▶ **ENTRIES SUPPLIED**

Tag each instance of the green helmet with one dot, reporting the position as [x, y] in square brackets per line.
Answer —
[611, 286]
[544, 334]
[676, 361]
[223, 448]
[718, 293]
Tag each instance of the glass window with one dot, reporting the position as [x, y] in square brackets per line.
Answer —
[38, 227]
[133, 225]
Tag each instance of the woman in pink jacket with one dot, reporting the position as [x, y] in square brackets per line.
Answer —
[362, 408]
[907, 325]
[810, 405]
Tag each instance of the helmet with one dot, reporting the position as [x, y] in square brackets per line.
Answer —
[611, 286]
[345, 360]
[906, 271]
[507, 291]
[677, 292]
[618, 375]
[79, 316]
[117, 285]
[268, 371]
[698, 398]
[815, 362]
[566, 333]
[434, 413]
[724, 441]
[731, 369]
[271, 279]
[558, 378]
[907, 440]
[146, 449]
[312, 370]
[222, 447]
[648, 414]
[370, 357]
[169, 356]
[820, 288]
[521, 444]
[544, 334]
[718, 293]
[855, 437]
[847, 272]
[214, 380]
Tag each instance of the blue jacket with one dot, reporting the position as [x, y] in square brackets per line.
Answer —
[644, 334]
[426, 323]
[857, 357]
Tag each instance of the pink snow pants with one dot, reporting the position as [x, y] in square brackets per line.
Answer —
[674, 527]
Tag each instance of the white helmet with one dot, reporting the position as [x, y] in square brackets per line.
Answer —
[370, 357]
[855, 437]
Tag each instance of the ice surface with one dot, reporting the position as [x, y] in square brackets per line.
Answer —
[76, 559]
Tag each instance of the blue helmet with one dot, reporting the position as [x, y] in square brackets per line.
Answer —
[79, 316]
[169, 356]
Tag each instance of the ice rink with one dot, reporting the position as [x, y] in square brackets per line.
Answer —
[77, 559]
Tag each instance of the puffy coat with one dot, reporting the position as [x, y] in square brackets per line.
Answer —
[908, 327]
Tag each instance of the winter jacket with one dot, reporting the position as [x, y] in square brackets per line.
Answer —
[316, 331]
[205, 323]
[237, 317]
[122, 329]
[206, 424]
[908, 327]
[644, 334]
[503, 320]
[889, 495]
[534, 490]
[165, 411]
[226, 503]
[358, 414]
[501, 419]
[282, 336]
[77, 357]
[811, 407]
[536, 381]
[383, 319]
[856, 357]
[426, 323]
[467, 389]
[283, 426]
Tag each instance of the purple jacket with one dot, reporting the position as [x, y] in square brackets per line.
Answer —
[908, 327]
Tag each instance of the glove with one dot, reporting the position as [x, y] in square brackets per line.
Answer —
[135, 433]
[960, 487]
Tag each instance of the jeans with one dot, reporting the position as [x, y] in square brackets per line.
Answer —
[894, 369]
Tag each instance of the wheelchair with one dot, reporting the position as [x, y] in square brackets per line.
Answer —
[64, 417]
==
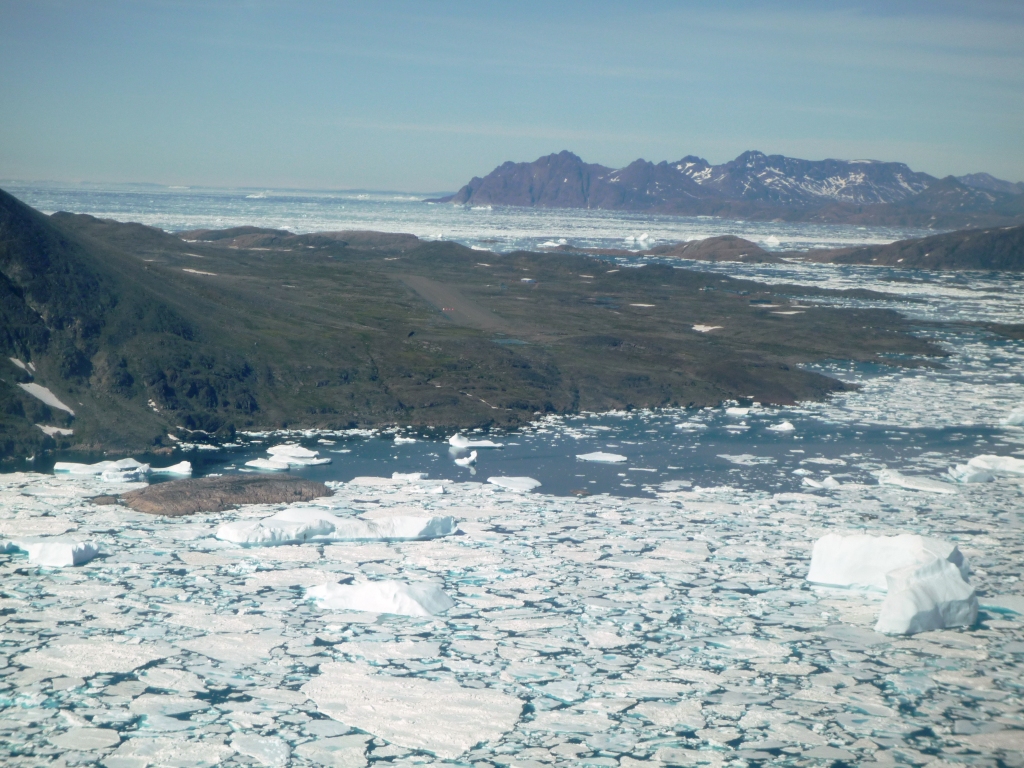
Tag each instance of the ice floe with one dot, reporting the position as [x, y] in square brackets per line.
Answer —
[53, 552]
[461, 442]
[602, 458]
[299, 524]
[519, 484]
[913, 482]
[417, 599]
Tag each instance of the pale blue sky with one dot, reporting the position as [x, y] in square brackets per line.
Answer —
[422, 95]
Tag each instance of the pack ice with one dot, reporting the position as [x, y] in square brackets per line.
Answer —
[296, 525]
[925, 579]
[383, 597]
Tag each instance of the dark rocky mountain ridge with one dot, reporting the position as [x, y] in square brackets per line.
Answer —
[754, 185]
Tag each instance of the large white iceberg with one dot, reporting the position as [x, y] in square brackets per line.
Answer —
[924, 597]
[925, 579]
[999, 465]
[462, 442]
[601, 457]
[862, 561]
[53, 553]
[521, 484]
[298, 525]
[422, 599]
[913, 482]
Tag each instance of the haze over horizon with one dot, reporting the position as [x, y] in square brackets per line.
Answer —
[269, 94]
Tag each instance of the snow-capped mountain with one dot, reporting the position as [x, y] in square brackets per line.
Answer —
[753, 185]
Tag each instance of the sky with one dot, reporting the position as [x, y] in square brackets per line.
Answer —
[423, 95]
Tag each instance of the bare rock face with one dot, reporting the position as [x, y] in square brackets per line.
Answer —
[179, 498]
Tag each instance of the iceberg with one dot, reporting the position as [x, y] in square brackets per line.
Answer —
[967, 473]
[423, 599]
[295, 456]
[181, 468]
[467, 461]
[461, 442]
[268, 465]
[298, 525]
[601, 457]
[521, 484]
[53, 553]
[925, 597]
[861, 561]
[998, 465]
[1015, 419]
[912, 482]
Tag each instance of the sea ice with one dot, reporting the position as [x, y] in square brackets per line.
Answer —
--
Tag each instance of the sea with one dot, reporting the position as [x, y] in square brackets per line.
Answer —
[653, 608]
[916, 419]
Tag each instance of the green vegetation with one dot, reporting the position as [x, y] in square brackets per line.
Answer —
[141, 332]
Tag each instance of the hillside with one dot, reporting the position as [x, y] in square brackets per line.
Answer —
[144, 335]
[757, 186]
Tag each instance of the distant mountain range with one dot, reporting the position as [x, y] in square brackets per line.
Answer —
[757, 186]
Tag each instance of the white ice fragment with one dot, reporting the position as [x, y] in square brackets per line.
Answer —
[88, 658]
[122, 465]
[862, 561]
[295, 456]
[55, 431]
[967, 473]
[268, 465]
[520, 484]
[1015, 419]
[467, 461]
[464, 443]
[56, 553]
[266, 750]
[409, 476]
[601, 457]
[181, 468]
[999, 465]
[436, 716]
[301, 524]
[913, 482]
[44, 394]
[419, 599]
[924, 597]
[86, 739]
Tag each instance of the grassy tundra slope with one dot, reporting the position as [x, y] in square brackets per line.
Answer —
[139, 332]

▶ **INSTRUCTIONS FOR THE TASK**
Pull out every line above that contains the word "mountain", with uppercase and lowercase letters treated as different.

▶ **THE OUTPUT**
Tag each instance of the dark rocky mountain ridge with one dot, reporting the position as [x, y] in square brackets per line.
Tag each instance of the snow-capped mountain with one dot, reporting the position as [x, y] in square brackets per line.
Tag each instance of the distant mountain range with one dot, reporting the position as [x, y] in square brackets per line.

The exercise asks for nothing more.